> [READING TEXT]
In parallel, the connectionist, or neural network (NN), approach was experimented in various fields, including speech processing. This approach is also based on training, but is considered to be more discriminative than the HMM one. However, it is less adequate than HMM to model the time information. Hybrid systems that combine HMMs and NNs have therefore been proposed. Though they provide interesting results, and, in some limited cases, even surpass the pure HMM approach, they have not proven their superiority.
This history illustrates how problems were attacked and in some cases partly solved by different techniques: acoustic variability through the use of Template-Matching using DTW in the 70s, followed by stochastic modeling in the 80s, speaker and speaking variability through clustering techniques followed by stochastic modeling, differential features and more data in the 80s, linguistic variability through N-grams and more data, in the 70s and 80s. It is an example of the classic paradigm development and hybridization for Language Processing, as discussed inChapter 6. Currently, the largest efforts are presently devoted to address improved language modeling, phonetic pronunciation variability, noise and channel distortion through signal processing techniques and more data, up to multilinguality, through more data and better standards, and to multimodality, through multimodal data, integration and better standards and platforms (see also Chapter 9).
5.3 The Present: Major Bottlenecks and Problems
In speech recognition, basic research is still needed in the statistical modeling approach. Some basic statements are still very crude, such as considering the speech signal to be stationary, or the acoustic vectors to be uncorrelated. How can HMM capabilities be pushed? Progress continues, using HMMs with more training data, or considering different aspects of the data for different uses: understanding or dialog handling, through the use of corpus containing semantically labeled words or phrases. At the same time, the availability of large quantities of data for a given application is not always possible, and the adaptation of a system to a new application is often very costly. Techniques have been proposed, such as tied mixtures for building acoustic models or backing off techniques for building language models, but progress is still required. It is therefore important to develop methods that enable easy application adaptation, even if little or no data is available beforehand.
Using prosody in recognition is still an open issue. Still today, very few operational systems consider prosodic information, as there is no clear evidence that taking into account prosody results in better performances, given the nature of the applications being addressed at present. It seems likely however that some positive results have been obtained on the German language within the Verbmobil program (Niemann et al., 1997).
Addressing spontaneous speech is still an open problem, and difficult tasks such as DARPAs SwithBoard and CallHome projects still achieve poor results, despite the efforts devoted to the development of systems in this area.
Recognizing voice in noisy conditions is also important. Two approaches are conducted in parallel, either using noise robust front-ends or using a model based approach. The second will probably provide the best results in the long run.

> [SET TASK 1]
In the speech recognition text, what are the two approaches conducted in parallel for recognizing voice in noisy conditions?
> [SET TASK 2]
Copy the part of the speech recognition text starting at "Using prosody in" and ending at "the long run.".

> [DATA SEGMENT]
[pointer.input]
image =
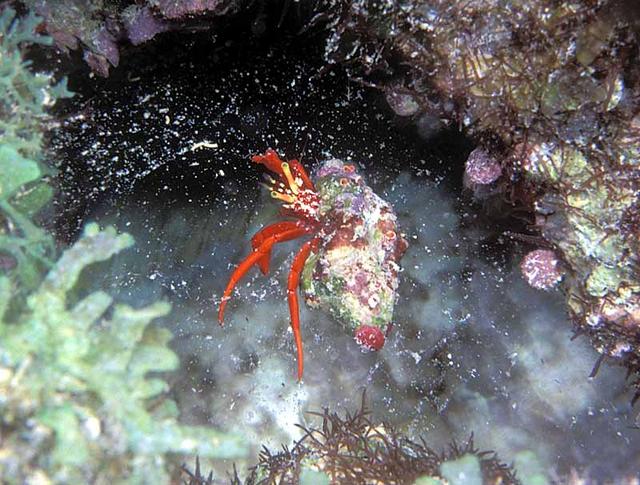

> [EXERCISE RESULT 1]
Using noise robust front-ends, or using a model based approach.

> [EXERCISE RESULT 2]
Using prosody in recognition is still an open issue. Still today, very few operational systems consider prosodic information, as there is no clear evidence that taking into account prosody results in better performances, given the nature of the applications being addressed at present. It seems likely however that some positive results have been obtained on the German language within the Verbmobil program (Niemann et al., 1997).
Addressing spontaneous speech is still an open problem, and difficult tasks such as DARPAs SwithBoard and CallHome projects still achieve poor results, despite the efforts devoted to the development of systems in this area.
Recognizing voice in noisy conditions is also important. Two approaches are conducted in parallel, either using noise robust front-ends or using a model based approach. The second will probably provide the best results in the long run.